Your goal: Write out all of the data again, precisely as it appears.

··· The records ···

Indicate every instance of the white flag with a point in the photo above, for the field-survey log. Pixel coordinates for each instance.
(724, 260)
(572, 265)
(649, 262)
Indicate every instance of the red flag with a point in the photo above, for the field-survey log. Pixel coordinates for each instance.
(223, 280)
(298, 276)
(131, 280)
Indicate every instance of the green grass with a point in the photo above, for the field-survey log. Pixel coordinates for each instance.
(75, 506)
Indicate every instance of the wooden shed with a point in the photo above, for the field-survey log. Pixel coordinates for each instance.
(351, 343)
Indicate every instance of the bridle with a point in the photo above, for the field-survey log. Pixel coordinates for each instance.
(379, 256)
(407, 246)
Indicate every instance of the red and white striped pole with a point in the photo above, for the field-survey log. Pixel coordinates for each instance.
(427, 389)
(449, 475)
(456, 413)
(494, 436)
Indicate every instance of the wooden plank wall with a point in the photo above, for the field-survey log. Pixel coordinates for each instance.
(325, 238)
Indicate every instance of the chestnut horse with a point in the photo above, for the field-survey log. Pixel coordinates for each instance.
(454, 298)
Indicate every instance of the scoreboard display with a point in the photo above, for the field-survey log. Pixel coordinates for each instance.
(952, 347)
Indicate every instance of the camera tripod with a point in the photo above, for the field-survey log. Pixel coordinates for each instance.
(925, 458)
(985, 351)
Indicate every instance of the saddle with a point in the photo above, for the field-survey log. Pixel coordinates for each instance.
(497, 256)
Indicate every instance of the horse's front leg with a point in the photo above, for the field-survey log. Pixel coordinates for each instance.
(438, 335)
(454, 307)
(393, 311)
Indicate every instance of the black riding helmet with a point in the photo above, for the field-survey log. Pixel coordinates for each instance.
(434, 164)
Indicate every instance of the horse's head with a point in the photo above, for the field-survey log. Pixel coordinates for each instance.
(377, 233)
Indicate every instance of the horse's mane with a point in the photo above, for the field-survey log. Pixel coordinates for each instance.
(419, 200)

···

Answer space:
Indicate every instance of the white flag with a point in the photo above, for the field-survey log. Pixel coordinates for each instance.
(724, 260)
(572, 265)
(649, 262)
Indicate every instance of the red flag with a point in the photo above, for the field-survey log. Pixel coordinates for each instance.
(223, 280)
(298, 276)
(131, 280)
Indicate every instance of the green grass with a point in the photo above, for the field-survey log. Pixel coordinates for each instance.
(75, 506)
Indicate every instance of the wooden shed with a point in the photo above, for the field-survey log. Pixel coordinates for each instance.
(351, 343)
Indicate every instance of the bridle with a point in the photo above, for the field-survey log. Pixel coordinates for each instance.
(379, 256)
(407, 246)
Indicate every instance of the red and white striped pole with a point in the photo above, for the field-survey log. Pixel coordinates for each instance.
(427, 389)
(449, 475)
(456, 413)
(494, 436)
Indicate every instance of the wooden plank wall with a point in the photo above, for the field-survey log. Pixel coordinates for each instance.
(325, 238)
Indicate every instance of the chestnut horse with a point in the photo above, for the field-survey log. Pixel coordinates for each instance.
(454, 298)
Indicate every instance of the scoreboard display with a point in the photo above, for the field-survey log. Pixel coordinates for each instance.
(952, 347)
Indicate every instance of the camera tripod with a point in the photo above, for the field-survey log. Pixel coordinates for each instance.
(925, 458)
(985, 351)
Indicate every instance of the saddle with a point in the photo above, for the field-survey log. Pixel coordinates for each instance.
(497, 256)
Indicate every instance of the horse's front leg with a point in the photo above, for the field-survey log. Pixel coordinates for each instance.
(438, 335)
(454, 307)
(393, 311)
Indicate every instance of the black riding helmet with a point in the photo above, for the field-survey log. Pixel coordinates for each instance.
(434, 164)
Indicate every instance of the horse's head with a point in the photo above, for the field-survey log. Pixel coordinates for each instance.
(377, 233)
Indicate every instance of the horse's mane with a point in the photo above, for the field-survey log. Pixel coordinates for each instance.
(419, 200)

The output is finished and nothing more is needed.